*Task:* Leave out the pictures and repeat the rest of the material exactly.

*Information provided:*
┌──
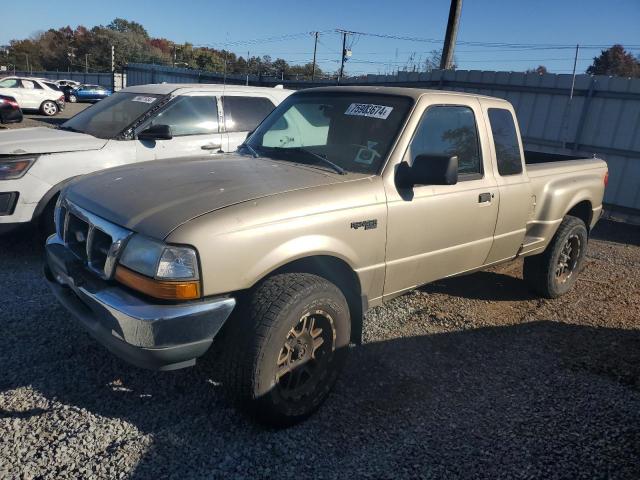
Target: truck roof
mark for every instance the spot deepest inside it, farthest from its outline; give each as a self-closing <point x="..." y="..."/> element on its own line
<point x="167" y="88"/>
<point x="414" y="93"/>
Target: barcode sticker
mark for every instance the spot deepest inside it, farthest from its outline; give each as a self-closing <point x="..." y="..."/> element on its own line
<point x="369" y="110"/>
<point x="144" y="99"/>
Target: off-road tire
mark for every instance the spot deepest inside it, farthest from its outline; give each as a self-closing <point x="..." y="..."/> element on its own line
<point x="49" y="108"/>
<point x="541" y="271"/>
<point x="254" y="342"/>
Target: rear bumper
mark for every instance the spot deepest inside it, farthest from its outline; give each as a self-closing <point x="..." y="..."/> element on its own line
<point x="147" y="334"/>
<point x="10" y="116"/>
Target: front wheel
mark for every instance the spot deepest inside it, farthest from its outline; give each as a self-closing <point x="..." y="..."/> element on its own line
<point x="287" y="347"/>
<point x="553" y="272"/>
<point x="49" y="108"/>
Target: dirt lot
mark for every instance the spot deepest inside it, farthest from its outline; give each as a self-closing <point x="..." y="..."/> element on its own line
<point x="32" y="119"/>
<point x="467" y="378"/>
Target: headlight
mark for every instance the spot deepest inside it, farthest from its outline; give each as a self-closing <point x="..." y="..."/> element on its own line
<point x="15" y="167"/>
<point x="158" y="260"/>
<point x="159" y="270"/>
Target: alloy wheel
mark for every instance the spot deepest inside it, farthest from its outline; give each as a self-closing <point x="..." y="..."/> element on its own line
<point x="304" y="357"/>
<point x="568" y="258"/>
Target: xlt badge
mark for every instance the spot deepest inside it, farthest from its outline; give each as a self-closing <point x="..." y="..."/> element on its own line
<point x="367" y="224"/>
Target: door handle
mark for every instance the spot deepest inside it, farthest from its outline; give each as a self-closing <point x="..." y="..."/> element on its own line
<point x="211" y="146"/>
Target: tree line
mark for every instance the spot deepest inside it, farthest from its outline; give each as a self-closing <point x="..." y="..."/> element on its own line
<point x="82" y="48"/>
<point x="68" y="49"/>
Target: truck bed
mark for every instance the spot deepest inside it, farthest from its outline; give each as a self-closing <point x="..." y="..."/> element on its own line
<point x="532" y="157"/>
<point x="557" y="182"/>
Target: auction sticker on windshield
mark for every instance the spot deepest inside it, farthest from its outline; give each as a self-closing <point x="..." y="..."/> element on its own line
<point x="369" y="110"/>
<point x="143" y="99"/>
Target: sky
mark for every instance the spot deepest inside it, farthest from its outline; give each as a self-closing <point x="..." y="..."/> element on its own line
<point x="536" y="31"/>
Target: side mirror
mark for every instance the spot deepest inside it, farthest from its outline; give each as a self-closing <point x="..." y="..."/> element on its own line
<point x="156" y="132"/>
<point x="428" y="170"/>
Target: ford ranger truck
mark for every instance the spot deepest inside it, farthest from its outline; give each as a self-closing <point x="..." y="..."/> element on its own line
<point x="341" y="199"/>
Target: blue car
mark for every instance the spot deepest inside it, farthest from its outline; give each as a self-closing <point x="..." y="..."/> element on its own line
<point x="88" y="93"/>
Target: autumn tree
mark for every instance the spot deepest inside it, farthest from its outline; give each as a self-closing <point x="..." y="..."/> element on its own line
<point x="615" y="61"/>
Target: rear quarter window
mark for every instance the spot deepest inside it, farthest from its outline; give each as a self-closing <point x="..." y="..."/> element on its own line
<point x="505" y="139"/>
<point x="243" y="114"/>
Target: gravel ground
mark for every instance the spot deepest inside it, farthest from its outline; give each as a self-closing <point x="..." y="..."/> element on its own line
<point x="466" y="378"/>
<point x="33" y="119"/>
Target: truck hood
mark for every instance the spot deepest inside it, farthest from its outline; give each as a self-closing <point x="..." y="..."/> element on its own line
<point x="46" y="140"/>
<point x="154" y="198"/>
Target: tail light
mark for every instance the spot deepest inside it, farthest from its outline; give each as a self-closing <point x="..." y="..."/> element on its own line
<point x="9" y="101"/>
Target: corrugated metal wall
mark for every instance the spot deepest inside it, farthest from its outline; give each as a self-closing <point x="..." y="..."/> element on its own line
<point x="603" y="118"/>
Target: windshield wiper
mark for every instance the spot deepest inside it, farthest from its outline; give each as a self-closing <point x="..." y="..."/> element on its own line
<point x="69" y="129"/>
<point x="250" y="148"/>
<point x="325" y="160"/>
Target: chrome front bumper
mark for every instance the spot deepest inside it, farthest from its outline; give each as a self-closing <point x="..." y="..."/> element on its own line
<point x="158" y="336"/>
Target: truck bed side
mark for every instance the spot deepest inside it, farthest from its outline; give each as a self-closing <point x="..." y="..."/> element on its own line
<point x="560" y="187"/>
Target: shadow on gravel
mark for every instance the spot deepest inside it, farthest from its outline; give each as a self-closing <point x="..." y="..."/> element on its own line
<point x="610" y="231"/>
<point x="53" y="121"/>
<point x="491" y="286"/>
<point x="542" y="399"/>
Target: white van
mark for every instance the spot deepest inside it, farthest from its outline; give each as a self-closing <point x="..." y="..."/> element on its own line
<point x="136" y="124"/>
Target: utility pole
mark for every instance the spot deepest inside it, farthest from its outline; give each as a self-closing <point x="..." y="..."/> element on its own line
<point x="315" y="48"/>
<point x="450" y="37"/>
<point x="113" y="71"/>
<point x="567" y="111"/>
<point x="573" y="79"/>
<point x="344" y="52"/>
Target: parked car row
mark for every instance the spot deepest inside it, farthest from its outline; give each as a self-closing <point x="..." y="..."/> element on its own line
<point x="85" y="93"/>
<point x="47" y="96"/>
<point x="37" y="94"/>
<point x="269" y="232"/>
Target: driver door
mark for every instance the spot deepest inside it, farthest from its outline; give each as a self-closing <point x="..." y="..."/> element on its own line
<point x="435" y="231"/>
<point x="195" y="125"/>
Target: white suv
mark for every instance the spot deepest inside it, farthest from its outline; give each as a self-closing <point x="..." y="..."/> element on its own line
<point x="147" y="122"/>
<point x="34" y="94"/>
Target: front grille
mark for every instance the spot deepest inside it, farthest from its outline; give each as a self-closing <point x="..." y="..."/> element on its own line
<point x="95" y="241"/>
<point x="76" y="236"/>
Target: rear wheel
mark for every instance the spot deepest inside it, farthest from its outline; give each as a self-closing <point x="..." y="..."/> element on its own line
<point x="555" y="271"/>
<point x="284" y="351"/>
<point x="49" y="108"/>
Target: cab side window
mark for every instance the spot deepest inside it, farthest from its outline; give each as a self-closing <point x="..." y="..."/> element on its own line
└──
*Correct answer:*
Target: truck roof
mark for every instance the spot deepest inside it, farthest from its outline; give each as a self-closing <point x="..." y="..."/> element on its own line
<point x="167" y="88"/>
<point x="414" y="93"/>
Target: barcode sticker
mark for every instance the spot deepest inside it, farthest from its outline; give each as a self-closing <point x="..." y="..."/> element on its own line
<point x="369" y="110"/>
<point x="144" y="99"/>
Target: off-road tire
mark for every instance the spot deepest inside it, farthest from its outline; give each as a self-closing <point x="..." y="..."/> element on its own line
<point x="49" y="108"/>
<point x="541" y="271"/>
<point x="254" y="342"/>
Target: rear bumper
mark for every instance the spot deepest inside it, farthest from its outline; give each as a self-closing <point x="..." y="..."/> element on its own line
<point x="147" y="334"/>
<point x="10" y="116"/>
Target: front wheel
mark for every instance the spot deepest inside it, farthest from its outline; give each as a self-closing <point x="..." y="..."/> element on its own line
<point x="287" y="347"/>
<point x="553" y="272"/>
<point x="49" y="108"/>
Target: dirt lot
mark for every instance the spot deepest inside it, farthest from its outline; give each as a self-closing <point x="..." y="..."/> element on its own line
<point x="32" y="119"/>
<point x="467" y="378"/>
Target: headlight
mark for every instance the spot deepest inside it, farthest from its outline; give each as a self-closing <point x="..." y="..."/> element on its own line
<point x="15" y="167"/>
<point x="158" y="260"/>
<point x="159" y="270"/>
Target: alloy wheel
mark for every instance the spot deepest inside it, farthest from its outline; give each as a self-closing <point x="..." y="..."/> element on its own line
<point x="304" y="357"/>
<point x="568" y="258"/>
Target: xlt badge
mark for every instance the spot deepest inside it, farthest from its outline; give each as a self-closing <point x="..." y="..."/> element on its own line
<point x="367" y="224"/>
Target: door handle
mark for every instance the spot deepest inside it, farthest from its outline; give each as a self-closing <point x="..." y="..."/> element on its own line
<point x="211" y="146"/>
Target: tree line
mark for every instance the spot deepest inside it, farthest from its outline; give each as a self-closing <point x="..." y="..."/> element on its own line
<point x="82" y="48"/>
<point x="68" y="49"/>
Target: truck bed
mark for every instance the spot deepest inside it, farthest from its outline; give each as a self-closing <point x="..." y="..."/> element on its own line
<point x="532" y="157"/>
<point x="557" y="182"/>
Target: auction sticker on windshield
mark for every instance the spot deepest inside it, farthest from its outline; give each as a self-closing <point x="..." y="..."/> element on its own line
<point x="369" y="110"/>
<point x="143" y="99"/>
Target: sky
mark for every instance the spot deepest inside it, farthest from its outline; give each as a self-closing <point x="..." y="..."/> element on its own line
<point x="536" y="31"/>
Target: side mirror
mark for every instance the spot deepest inside it, farthest from its outline; give each as a self-closing <point x="..." y="..."/> element on its own line
<point x="156" y="132"/>
<point x="428" y="170"/>
Target: ford ranger truck
mark for every instance the spot deepest inside it, farthest from its outline; give each as a self-closing <point x="..." y="..."/> element on its own line
<point x="341" y="199"/>
Target: blue car
mark for every instance the spot deepest inside it, farthest from its outline; give each as a self-closing <point x="..." y="..."/> element on its own line
<point x="88" y="93"/>
Target: autumn tree
mark for every instance the spot deepest inside it, farthest from its outline; give each as a self-closing <point x="..." y="..."/> element on its own line
<point x="615" y="61"/>
Target: rear quarter window
mark for every instance the spot deepest inside it, farthest from its outline; give each as a self-closing <point x="..." y="..."/> element on its own line
<point x="505" y="139"/>
<point x="243" y="114"/>
Target: gravel ground
mark for every instance the spot deepest inside it, farthest from its outline; give each as a self-closing <point x="..." y="..."/> element on its own line
<point x="466" y="378"/>
<point x="33" y="119"/>
Target: truck hood
mark for every instance the spot deepest inside it, farthest from its outline; give each as a self-closing <point x="..." y="..."/> element on its own line
<point x="46" y="140"/>
<point x="154" y="198"/>
Target: tail light
mark for every instance the spot deepest inside it, farthest from its outline; give each as a self-closing <point x="..." y="..."/> element on its own line
<point x="9" y="101"/>
Target: corrugated metal wall
mark for every instance the spot deepest inside it, farthest from its outline; give each as a self-closing <point x="..." y="..."/> element on its own line
<point x="603" y="118"/>
Target: windshield wiper
mark for every instance the spot deepest inside it, farthest from its outline; give each as a self-closing <point x="..." y="..."/> element on its own line
<point x="69" y="129"/>
<point x="250" y="148"/>
<point x="325" y="160"/>
Target: chrome front bumper
mark for every instance the spot deepest inside it, farthest from its outline; give each as a self-closing <point x="..." y="..."/> element on its own line
<point x="158" y="336"/>
Target: truck bed side
mark for every instance the spot deepest inside it, farthest from its outline; give each as a self-closing <point x="..." y="..."/> element on its own line
<point x="560" y="187"/>
Target: shadow on gravel
mark for every instance the spot deepest inside it, farthest from its outline; give each as a self-closing <point x="..." y="..."/> element on its own line
<point x="610" y="231"/>
<point x="53" y="121"/>
<point x="491" y="286"/>
<point x="542" y="399"/>
Target: white van
mark for every instance the spot deepest inside it, farthest from its outline; give each as a self-closing <point x="..." y="..."/> element on its own line
<point x="136" y="124"/>
Target: utility pole
mark for every instance the spot deepest inside it, farthest from its outline; give each as a self-closing <point x="..." y="..."/> element on its own line
<point x="315" y="48"/>
<point x="450" y="37"/>
<point x="113" y="71"/>
<point x="567" y="111"/>
<point x="573" y="79"/>
<point x="344" y="52"/>
Target: parked car row
mark for every instance the spot deepest inside it, farthest from its outline; give each as a self-closing <point x="..." y="..."/> element on its own line
<point x="85" y="93"/>
<point x="47" y="96"/>
<point x="37" y="94"/>
<point x="269" y="232"/>
Target: driver door
mark for every instance the spot deepest inside it, farthest from its outline; give each as a self-closing <point x="..." y="..."/> element on its own line
<point x="435" y="231"/>
<point x="195" y="125"/>
Target: white suv
mark for every instance the spot deepest inside it, farthest from its outline; give each as a self-closing <point x="..." y="..."/> element on its own line
<point x="147" y="122"/>
<point x="34" y="94"/>
Target: front grille
mark for every instance the spot deepest inside it, farthest from its outline; give each as a self-closing <point x="..." y="..."/> element on its own line
<point x="95" y="241"/>
<point x="76" y="236"/>
Target: rear wheel
mark for every instance the spot deepest inside it, farthest from its outline; give each as a self-closing <point x="..." y="..."/> element on its own line
<point x="555" y="271"/>
<point x="284" y="351"/>
<point x="49" y="108"/>
Target: cab side window
mark for every instance the spot deepest inside it, farthest from its outline; give each as a self-closing <point x="..." y="..."/> element on its own line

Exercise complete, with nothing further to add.